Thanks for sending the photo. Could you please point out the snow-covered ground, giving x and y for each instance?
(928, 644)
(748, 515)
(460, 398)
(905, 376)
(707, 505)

☆ ☆ ☆ ☆

▶ Task requirements:
Verbatim and in full, return the listing above.

▶ Answer below:
Thanks for sending the photo. Could you please point out the snow-covered ground, giving x and y for each instance?
(928, 644)
(748, 515)
(460, 398)
(905, 376)
(707, 505)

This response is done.